The Interstitial Carbon–Dioxygen Center in Irradiated Silicon

Abstract

We investigated, experimentally as well as theoretically, defect structures in electron irradiated Czochralski-grown silicon (Cz-Si) containing carbon. Infrared spectroscopy (IR) studies observed a band at 1020 cm⁻¹ arisen in the spectra around 300 °C. Its growth occurs concomitantly with the decay out of the well-known vacancy-oxygen (VO) defect, with a Local Vibrational Mode (LVM) at 830 cm⁻¹ and carbon interstitial-oxygen interstitial (C_iO_i) defect with a LVM at 862 cm⁻¹, in silicon (Si). The main purpose of this work is to establish the origin of the 1020 cm⁻¹ band. One potential candidate is the carbon interstitial-dioxygen (C_iO_2i) defect since it is expected to form upon annealing out of the C_iO_i pair. To this end, systematic density functional theory (DFT) calculations were used to predict the lowest energy structure of the (C_iO_2i) defect in Si. Thereafter, we employed the dipole–dipole interaction method to calculate the vibrational frequencies of the structure. We found that C_iO_2i defect has an LVM at ~1006 cm⁻¹, a value very close to our experimental one. The analysis and study of the results lead us to tentatively correlate the 1020 cm⁻¹ band with the C_iO_2i defect.

◆ Records provided
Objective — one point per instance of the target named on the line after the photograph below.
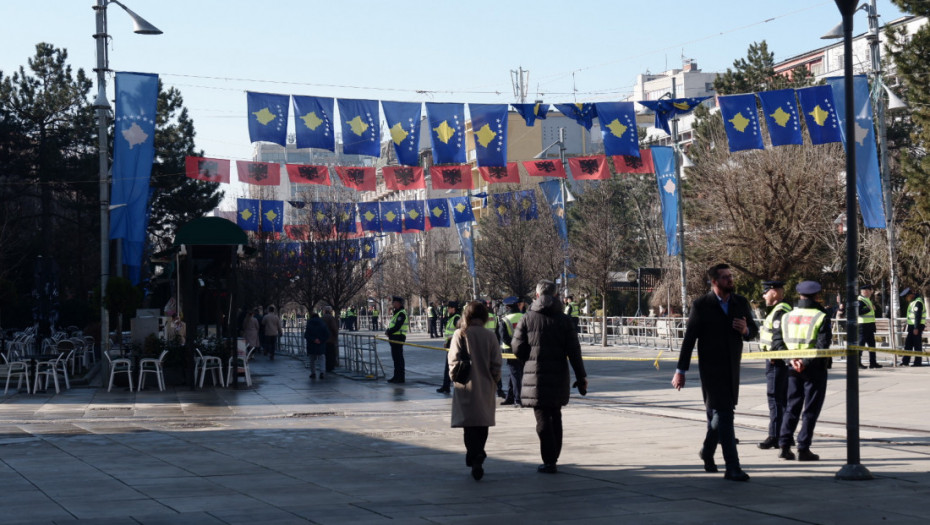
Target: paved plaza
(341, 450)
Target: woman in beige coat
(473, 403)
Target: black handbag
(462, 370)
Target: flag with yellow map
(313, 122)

--

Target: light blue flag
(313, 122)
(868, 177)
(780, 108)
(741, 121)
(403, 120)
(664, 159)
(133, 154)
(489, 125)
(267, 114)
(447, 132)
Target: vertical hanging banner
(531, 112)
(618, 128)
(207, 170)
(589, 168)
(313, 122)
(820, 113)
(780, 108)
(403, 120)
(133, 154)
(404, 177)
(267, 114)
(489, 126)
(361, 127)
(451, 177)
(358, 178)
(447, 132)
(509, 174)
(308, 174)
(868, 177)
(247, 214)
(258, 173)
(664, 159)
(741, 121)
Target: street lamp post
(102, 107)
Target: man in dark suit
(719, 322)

--

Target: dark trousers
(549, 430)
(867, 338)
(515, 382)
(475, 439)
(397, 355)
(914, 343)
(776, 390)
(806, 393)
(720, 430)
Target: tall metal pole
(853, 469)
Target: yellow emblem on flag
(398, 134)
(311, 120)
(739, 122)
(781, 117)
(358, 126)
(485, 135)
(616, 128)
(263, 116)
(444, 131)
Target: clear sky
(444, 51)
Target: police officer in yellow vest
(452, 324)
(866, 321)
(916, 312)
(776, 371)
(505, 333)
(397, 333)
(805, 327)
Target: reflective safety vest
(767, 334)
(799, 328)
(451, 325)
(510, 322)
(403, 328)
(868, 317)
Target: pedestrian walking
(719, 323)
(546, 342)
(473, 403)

◆ Problem 1
According to the abstract on the carbon–dioxygen center in silicon, around what temperature does the 1020 cm⁻¹ band appear in the infrared spectra?
◆ Problem 2
Render this sentence from the silicon defect abstract in French: "The main purpose of this work is to establish the origin of the 1020 cm⁻¹ band."
◆ Problem 3
Write a continuation of the abstract on the interstitial carbon–dioxygen center in irradiated silicon, beginning after its final sentence.

◆ Final answer 1
Around 300 °C.

◆ Final answer 2
Le but principal de ce travail est d'établir l'origine de la bande à 1020 cm⁻¹.

◆ Final answer 3
1. Introduction

The properties and behavior of semiconductors are affected by point defects and impurities introduced in the lattice during crystal growth and material processing. Si mainly contains carbon (C) and oxygen (O), which are unintentionally introduced impurities during crystal growth [1,2]. Upon irradiation, numerous reactions occur, leading to the formation of a variety of carbon-related and oxygen-related defects. Among these, the carbon interstitial (C_i), carbon interstitial-oxygen interstitial (C_iO_i, carbon interstitial-carbon substitutional (C_iC_s), and the vacancy-oxygen (VO), which give rise to electrical and optical signals and have been studied both theoretically and experimentally using a range of techniques [1,2,3,4,5,6,7,8,9,10]. Notably, the C_iO_i, C_iC_s, and the VO are important recombination centers with adverse effects on the performance of Si-based devices [8,9,10]. Upon thermal annealing, these defects participate in many reactions leading to the production of various complexes. Therefore, it is necessary to know all the properties and behavior of these defects in order to improve the performance of the relative devices.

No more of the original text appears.